> [Entries shown]
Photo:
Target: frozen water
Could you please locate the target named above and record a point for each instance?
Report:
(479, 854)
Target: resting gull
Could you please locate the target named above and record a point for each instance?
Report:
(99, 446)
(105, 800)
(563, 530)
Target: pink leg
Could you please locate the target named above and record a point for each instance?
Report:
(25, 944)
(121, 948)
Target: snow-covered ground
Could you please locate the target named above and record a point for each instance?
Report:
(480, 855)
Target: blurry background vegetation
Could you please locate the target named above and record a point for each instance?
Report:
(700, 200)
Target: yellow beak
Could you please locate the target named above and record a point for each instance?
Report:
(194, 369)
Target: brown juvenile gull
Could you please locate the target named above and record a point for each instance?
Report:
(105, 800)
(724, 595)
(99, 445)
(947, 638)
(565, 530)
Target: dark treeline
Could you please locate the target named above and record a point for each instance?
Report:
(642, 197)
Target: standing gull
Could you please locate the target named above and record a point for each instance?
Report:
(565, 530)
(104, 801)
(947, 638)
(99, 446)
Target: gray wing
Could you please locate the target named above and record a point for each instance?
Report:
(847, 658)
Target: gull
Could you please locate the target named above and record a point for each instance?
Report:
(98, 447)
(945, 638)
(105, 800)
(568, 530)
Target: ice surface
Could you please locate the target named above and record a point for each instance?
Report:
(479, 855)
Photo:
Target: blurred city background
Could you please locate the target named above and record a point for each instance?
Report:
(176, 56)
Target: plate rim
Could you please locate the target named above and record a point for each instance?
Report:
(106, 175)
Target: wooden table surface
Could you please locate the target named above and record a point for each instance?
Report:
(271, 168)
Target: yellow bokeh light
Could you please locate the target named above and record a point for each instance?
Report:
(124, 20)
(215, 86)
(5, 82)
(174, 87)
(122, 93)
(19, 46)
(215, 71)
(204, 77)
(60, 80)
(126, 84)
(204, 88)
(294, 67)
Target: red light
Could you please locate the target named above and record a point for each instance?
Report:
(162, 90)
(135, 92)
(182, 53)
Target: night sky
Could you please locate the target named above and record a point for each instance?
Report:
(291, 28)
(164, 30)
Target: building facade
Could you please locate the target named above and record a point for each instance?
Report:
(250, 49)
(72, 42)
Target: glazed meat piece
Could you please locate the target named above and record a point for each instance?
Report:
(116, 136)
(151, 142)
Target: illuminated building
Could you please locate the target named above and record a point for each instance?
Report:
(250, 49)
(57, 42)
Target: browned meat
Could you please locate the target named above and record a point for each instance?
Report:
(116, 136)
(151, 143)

> [Exercise task] Show the data once more, exactly as it was written.

> [Complete answer]
Photo:
Target: frozen water
Could you please locate the target named above and record a point for each instance?
Report:
(479, 854)
Target: resting gull
Could you please locate the target named above and record a point for each instance?
Report:
(99, 446)
(105, 800)
(563, 530)
Target: pink leg
Could you please locate the target named above and record a point for each instance?
Report:
(25, 944)
(121, 948)
Target: snow-covered ground
Could you please locate the target named above and record a point for each instance?
Report:
(480, 855)
Target: blurry background vegetation
Could you please locate the target named above and record a point for each instance?
Report:
(700, 200)
Target: yellow beak
Could you please locate the target named above and record a point for each instance?
Report:
(194, 369)
Target: brown juvenile gull
Could you please locate the target named above and record a point for each instance?
Report:
(105, 800)
(724, 595)
(99, 445)
(947, 638)
(565, 530)
Target: dark treeline
Could you please locate the target named above and record a point for each instance?
Report:
(642, 197)
Target: standing gull
Could you please locate the target named above and record a point for each instance?
Report:
(565, 530)
(104, 801)
(947, 638)
(99, 446)
Target: gray wing
Could you please locate the target named above and record a point for each instance?
Report:
(847, 658)
Target: gull
Could you please locate the target named above and record a point for each instance?
Report:
(98, 447)
(945, 638)
(105, 800)
(568, 530)
Target: ice surface
Could you please locate the target named above and record a point for each instance?
Report:
(479, 855)
Photo:
Target: blurred city background
Could you please locate the target named above and record a point for each instance?
Report:
(176, 56)
Target: plate rim
Could you please locate the target named above and record a point for each instance?
Report:
(106, 175)
Target: wooden table surface
Could you please locate the target named above and record a point for each instance?
Report:
(271, 168)
Target: yellow bokeh light
Could you please locate the target named above and record a point for each instance?
Report:
(124, 20)
(215, 86)
(5, 82)
(174, 87)
(122, 93)
(19, 46)
(215, 71)
(204, 77)
(60, 80)
(126, 84)
(204, 88)
(294, 67)
Target: red light
Could you please locate the target named above and record a point for each instance?
Report:
(162, 90)
(135, 92)
(182, 53)
Target: night sky
Could you please locate the target named above and record a point for each instance?
Report:
(291, 28)
(164, 30)
Target: building facade
Could you please locate the target named above and record a point for each instance?
Report:
(250, 49)
(72, 42)
Target: glazed meat piece
Could you please locate the target named above and record a point for each instance?
Report:
(116, 136)
(151, 142)
Target: illuminated building
Could you please locate the target named above and record a point for each instance?
Report:
(250, 49)
(57, 42)
Target: browned meat
Could you please locate the target named above and record a point for each instance?
Report:
(116, 136)
(151, 143)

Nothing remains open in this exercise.